• **Prompt**:
From the first line through the one containing "Query: snow patch on mountain", restate the listing word for word, and give no other lines.

• **Material for this task**:
☆ ☆ ☆ ☆ ☆ ☆ ☆

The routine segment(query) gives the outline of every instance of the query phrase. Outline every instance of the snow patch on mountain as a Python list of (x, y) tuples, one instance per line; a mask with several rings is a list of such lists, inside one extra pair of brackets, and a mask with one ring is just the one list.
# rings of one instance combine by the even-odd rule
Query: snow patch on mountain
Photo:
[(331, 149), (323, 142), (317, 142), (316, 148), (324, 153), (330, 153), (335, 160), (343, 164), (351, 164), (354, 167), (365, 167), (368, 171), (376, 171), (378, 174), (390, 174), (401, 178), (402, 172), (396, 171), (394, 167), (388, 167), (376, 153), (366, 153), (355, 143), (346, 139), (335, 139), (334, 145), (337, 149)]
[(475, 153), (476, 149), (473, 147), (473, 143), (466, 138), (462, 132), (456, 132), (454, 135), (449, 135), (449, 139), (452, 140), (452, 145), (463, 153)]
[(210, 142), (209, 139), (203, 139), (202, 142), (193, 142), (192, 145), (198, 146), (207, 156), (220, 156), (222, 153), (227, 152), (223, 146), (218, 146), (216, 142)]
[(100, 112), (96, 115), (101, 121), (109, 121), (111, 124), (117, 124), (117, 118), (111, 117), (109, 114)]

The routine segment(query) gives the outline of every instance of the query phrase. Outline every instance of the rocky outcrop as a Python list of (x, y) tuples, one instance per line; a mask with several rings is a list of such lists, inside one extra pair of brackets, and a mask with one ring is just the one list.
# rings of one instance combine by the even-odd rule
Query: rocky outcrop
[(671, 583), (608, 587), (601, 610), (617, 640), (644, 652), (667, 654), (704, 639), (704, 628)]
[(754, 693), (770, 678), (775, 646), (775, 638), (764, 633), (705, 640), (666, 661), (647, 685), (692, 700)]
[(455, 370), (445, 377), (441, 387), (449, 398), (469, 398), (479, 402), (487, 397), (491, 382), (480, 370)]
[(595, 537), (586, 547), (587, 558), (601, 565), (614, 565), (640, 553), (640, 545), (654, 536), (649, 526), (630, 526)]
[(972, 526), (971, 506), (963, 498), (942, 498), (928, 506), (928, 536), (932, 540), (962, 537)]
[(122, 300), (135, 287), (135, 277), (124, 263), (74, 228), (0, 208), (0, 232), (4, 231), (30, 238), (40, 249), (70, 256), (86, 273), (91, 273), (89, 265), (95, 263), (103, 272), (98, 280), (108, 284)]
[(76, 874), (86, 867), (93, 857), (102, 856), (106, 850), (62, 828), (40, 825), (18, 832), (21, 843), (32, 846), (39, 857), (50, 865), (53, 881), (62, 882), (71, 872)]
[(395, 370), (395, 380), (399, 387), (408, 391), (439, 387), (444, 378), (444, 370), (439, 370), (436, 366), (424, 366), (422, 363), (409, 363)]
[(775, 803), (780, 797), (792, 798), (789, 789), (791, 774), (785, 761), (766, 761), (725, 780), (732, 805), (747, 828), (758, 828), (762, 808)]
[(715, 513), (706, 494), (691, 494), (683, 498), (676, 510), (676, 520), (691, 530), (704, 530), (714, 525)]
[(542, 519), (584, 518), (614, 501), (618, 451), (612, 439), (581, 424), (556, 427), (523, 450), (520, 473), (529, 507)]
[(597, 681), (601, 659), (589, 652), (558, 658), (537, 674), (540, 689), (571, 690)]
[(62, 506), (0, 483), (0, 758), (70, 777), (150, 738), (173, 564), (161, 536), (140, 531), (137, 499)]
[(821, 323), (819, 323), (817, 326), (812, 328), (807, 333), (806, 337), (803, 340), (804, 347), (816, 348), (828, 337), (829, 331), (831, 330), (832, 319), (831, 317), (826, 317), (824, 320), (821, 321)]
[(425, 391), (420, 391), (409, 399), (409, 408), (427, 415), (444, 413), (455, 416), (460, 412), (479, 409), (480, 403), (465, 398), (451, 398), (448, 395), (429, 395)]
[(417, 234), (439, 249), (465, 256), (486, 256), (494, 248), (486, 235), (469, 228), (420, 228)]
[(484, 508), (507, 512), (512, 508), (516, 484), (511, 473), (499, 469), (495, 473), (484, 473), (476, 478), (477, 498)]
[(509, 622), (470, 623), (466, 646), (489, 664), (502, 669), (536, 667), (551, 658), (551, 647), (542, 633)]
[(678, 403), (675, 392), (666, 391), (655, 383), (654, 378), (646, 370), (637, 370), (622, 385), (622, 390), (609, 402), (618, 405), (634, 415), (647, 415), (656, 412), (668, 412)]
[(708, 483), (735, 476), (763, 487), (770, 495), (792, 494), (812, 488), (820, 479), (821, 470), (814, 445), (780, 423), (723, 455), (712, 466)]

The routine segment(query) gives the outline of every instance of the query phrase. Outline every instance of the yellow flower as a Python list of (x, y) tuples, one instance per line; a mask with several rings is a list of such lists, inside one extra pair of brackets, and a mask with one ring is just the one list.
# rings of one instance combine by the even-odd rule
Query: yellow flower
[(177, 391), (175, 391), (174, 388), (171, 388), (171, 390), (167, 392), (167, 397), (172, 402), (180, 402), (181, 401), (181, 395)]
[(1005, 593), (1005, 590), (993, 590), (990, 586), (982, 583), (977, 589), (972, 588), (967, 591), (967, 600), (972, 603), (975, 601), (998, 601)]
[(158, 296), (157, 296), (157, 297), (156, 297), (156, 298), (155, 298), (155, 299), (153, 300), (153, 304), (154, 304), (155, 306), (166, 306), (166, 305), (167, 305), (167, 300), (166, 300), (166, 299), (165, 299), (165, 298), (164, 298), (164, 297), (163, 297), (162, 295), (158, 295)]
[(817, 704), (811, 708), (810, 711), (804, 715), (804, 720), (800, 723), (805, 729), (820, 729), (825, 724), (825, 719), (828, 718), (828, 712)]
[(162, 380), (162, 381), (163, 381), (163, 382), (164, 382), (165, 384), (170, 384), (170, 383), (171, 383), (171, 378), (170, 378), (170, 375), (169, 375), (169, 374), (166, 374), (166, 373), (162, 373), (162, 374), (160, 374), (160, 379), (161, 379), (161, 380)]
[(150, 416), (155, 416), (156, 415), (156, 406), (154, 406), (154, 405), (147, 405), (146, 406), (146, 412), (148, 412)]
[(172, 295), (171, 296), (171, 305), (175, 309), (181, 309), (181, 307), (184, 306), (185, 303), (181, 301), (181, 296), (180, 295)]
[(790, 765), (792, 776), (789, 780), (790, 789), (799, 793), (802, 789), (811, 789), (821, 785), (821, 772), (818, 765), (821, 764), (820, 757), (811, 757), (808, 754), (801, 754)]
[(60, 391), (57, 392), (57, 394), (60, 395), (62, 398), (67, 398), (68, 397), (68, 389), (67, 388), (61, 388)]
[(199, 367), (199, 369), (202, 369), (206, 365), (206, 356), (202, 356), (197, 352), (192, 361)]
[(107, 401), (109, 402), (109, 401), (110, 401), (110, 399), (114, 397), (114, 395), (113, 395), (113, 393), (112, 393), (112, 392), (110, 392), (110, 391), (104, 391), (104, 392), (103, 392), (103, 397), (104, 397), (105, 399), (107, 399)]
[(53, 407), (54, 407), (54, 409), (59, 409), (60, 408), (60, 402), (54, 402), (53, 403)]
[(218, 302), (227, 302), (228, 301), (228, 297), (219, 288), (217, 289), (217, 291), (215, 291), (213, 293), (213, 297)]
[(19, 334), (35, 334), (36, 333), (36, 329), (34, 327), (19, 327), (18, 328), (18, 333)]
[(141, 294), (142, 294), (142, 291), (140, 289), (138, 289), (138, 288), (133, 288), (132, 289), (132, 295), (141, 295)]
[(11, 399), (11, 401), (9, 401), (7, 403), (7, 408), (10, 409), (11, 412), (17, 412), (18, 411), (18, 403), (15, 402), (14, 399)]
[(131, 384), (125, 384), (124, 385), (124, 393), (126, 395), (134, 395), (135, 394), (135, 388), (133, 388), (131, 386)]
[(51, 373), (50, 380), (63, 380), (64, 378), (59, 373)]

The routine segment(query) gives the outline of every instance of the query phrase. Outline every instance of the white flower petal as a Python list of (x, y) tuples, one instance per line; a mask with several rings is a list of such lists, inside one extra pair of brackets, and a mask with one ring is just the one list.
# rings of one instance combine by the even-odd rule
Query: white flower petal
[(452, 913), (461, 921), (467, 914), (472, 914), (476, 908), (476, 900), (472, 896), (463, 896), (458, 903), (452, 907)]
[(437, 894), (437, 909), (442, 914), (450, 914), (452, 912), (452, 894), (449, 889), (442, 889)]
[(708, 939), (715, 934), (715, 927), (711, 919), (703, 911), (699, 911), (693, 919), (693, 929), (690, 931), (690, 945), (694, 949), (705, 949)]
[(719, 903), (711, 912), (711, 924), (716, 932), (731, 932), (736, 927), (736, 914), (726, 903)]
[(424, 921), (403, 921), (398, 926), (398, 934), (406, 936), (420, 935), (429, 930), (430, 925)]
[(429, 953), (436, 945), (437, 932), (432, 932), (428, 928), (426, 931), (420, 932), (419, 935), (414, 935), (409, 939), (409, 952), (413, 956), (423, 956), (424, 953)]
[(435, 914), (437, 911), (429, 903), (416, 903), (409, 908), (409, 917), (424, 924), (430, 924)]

☆ ☆ ☆ ☆ ☆ ☆ ☆

• **Finished exercise**:
The routine segment(query) gives the outline of every instance of the query phrase. Outline every instance of the snow patch on mountain as a Python list of (x, y) tuples, one instance per line; a mask with several rings is a list of such lists, inside one extra pair of brackets, and a mask with one ring is just the one list.
# rings of one instance combine by the even-odd rule
Query: snow patch on mountain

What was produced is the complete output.